**TEXT PASSAGE**
══════

Introduction
China has a three-tier hospital system, of which the lowest level (level 1), together with unrated facilities, forms the primary care system.1–3 As there is no formal gatekeeper role, however, patients may access the system at any level and facility of their choice.1 Chinese patients often choose to directly access higher level hospitals, thus bypassing primary care facilities. As a result, higher level hospitals are overcrowded, while primary care facilities remain underutilised.4 The health reform initiated in 2009 has brought considerable investments to strengthen primary care, and a series of policies aimed at improving the utilisation of the facilities at lower levels.1 5 6 Still, the number of visits to primary care facilities continues to form a decreasing share of the total number of visits, while the share of visits to higher level hospitals continues to increase.7 These developments are counter to the Declaration of Alma-Ata, which states that primary care facilities should serve as a first contact and provide access as close as possible to where people live and work.8
The lack of efficient utilisation of primary care is seen as a cause for the relatively modest improvements in health outcomes achieved for the Chinese population through the continuous and considerable health system investments made over the last decade.9 This especially holds true for rural residents, resulting in worsening disparity in health service access and health outcomes between rural and urban residents.4 10 Further, the overcrowding of higher level hospitals has contributed to deterioration of patient–doctor relationships11 12 and quality of care.9 Thus, it is important to understand the health-seeking behaviour of the Chinese population, and hence develop measures that can more effectively direct patient flow towards lower levels.
Determinant models form a classical approach to understand decision making in health service utilisation, by identifying the factors (determinants) which influence the choice.13 There is a growing body of literature adopting this approach, especially from Western contexts,14–17 which includes the well-known Behavioral Model of Health Services Use by Andersen and Davidson.16 This model conceptualises access to care in the USA using individual and contextual determinants.16 The model can be viewed to be static, as it does not address how the dynamics of disease and health service provisioning influence the choices and choice processes.

══════

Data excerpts

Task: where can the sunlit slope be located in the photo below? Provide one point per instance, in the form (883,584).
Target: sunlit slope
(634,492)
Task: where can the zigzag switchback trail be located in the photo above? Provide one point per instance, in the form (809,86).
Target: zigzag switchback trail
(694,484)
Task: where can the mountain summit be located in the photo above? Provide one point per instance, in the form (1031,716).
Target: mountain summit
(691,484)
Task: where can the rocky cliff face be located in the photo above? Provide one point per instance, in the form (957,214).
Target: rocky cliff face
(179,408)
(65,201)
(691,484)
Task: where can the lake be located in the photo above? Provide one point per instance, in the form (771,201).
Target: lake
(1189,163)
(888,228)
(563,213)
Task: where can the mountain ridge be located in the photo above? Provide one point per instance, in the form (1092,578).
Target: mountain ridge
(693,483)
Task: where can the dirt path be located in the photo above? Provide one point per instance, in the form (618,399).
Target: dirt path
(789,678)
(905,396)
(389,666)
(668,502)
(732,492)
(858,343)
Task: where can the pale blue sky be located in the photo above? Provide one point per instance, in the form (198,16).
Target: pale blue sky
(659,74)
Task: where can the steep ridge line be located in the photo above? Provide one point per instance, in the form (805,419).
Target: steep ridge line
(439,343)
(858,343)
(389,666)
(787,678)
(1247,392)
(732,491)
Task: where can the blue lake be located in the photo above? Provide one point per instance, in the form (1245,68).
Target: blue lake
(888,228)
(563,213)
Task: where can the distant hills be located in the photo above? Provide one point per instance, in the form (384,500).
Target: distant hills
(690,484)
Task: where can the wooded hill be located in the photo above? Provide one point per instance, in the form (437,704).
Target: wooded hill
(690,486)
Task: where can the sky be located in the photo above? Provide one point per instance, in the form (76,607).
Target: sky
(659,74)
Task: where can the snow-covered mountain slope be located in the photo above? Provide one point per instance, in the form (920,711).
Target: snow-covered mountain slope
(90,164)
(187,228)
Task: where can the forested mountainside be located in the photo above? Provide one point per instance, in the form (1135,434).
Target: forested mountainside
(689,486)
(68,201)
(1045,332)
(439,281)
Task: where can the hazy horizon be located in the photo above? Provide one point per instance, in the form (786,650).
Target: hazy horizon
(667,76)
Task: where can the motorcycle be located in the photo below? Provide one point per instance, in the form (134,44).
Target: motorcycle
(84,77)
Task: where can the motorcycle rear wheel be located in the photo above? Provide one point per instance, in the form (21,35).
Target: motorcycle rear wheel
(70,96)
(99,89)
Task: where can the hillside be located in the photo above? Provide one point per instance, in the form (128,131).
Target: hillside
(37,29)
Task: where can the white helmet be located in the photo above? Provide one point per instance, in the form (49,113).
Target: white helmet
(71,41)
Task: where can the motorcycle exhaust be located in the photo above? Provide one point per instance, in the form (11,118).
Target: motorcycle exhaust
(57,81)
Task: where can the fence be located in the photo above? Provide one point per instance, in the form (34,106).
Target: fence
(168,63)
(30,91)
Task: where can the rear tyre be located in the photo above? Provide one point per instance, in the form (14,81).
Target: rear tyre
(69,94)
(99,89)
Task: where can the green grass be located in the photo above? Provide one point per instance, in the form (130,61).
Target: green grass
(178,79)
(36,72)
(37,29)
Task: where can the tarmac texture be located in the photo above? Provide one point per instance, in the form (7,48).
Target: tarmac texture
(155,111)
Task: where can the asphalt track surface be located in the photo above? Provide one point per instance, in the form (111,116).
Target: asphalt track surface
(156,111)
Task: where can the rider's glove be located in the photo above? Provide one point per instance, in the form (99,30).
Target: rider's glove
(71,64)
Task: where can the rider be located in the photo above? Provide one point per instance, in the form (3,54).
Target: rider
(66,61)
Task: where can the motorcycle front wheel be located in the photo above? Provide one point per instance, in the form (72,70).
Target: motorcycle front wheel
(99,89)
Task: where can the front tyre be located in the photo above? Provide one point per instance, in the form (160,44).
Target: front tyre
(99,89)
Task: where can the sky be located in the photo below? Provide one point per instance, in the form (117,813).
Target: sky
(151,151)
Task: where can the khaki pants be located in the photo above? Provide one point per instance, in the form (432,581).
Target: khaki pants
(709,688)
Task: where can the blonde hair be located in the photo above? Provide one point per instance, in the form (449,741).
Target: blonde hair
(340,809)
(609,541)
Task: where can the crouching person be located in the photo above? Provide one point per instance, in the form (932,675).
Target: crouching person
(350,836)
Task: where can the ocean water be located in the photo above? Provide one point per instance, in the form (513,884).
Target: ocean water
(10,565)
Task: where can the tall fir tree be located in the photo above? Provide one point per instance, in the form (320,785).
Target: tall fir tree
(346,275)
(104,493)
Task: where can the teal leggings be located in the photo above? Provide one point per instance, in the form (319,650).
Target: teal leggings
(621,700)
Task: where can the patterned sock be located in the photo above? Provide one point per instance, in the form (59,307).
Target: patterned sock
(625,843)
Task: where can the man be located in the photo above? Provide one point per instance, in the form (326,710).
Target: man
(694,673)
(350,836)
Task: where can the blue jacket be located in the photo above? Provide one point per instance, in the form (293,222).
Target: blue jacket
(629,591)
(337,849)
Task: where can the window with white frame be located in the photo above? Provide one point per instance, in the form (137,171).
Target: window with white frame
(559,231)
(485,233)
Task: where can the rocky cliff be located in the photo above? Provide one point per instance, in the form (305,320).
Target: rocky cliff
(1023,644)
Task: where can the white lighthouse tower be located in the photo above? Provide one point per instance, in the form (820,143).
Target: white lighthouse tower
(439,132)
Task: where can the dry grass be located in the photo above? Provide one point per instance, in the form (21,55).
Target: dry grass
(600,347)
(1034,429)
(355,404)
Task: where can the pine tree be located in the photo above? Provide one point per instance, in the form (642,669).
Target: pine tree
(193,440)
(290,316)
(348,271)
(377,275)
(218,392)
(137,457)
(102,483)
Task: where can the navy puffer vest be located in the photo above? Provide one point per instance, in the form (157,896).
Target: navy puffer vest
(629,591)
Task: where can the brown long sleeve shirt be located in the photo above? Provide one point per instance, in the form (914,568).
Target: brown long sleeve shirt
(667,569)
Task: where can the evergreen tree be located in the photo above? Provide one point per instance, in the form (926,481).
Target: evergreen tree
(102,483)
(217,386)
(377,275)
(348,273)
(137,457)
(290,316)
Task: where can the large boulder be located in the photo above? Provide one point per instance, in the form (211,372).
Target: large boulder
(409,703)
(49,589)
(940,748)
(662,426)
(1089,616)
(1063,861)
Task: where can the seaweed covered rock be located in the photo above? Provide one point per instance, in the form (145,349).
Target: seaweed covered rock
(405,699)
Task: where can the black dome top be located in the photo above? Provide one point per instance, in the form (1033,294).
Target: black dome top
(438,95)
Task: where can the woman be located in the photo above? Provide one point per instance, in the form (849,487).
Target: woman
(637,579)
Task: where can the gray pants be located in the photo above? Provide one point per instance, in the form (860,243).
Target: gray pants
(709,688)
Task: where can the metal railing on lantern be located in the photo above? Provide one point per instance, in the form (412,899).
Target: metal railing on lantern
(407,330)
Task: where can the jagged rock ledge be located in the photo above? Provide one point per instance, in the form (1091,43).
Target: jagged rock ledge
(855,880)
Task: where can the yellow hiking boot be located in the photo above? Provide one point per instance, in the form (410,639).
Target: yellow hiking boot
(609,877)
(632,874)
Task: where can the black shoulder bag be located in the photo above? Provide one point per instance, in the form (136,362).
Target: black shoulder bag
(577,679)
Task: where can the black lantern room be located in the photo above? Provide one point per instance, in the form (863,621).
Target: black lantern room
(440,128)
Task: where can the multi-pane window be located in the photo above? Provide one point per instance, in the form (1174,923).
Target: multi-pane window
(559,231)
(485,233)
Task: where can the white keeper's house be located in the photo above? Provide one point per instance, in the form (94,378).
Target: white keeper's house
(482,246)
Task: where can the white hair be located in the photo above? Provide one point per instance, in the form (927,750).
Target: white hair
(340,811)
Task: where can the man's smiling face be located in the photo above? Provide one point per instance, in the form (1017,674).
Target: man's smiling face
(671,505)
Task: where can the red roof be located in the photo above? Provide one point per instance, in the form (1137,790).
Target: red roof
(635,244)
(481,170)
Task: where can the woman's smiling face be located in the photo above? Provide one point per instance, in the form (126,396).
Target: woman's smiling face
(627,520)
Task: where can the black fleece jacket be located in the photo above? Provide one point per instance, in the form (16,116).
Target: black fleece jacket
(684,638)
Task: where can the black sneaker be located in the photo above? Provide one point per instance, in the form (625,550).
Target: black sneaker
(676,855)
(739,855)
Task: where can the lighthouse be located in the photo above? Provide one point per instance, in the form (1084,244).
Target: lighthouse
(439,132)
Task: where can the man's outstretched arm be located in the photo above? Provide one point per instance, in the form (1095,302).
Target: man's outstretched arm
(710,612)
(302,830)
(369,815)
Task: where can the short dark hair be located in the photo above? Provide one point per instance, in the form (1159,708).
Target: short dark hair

══════

**WHAT THE TASK ASKS**
Answer these questions from the introduction above:
1. Which level of China's hospital system forms the primary care system together with unrated facilities?
2. In what year was the health reform that brought investments to strengthen primary care initiated?
3. In which country does the Behavioral Model of Health Services Use by Andersen and Davidson conceptualize access to care?

**THE COMPLETED TASK**
1. The lowest level, level 1.
2. 2009.
3. The USA.